* PROBLEM DESCRIPTION: Reproduce the listing verbatim.

* EXCERPTED RECORDS:
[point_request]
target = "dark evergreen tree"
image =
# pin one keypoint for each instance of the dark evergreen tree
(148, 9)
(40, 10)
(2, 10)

* OUTPUT:
[point_request]
target = "dark evergreen tree"
image =
# pin one keypoint for each instance of the dark evergreen tree
(148, 9)
(40, 10)
(2, 10)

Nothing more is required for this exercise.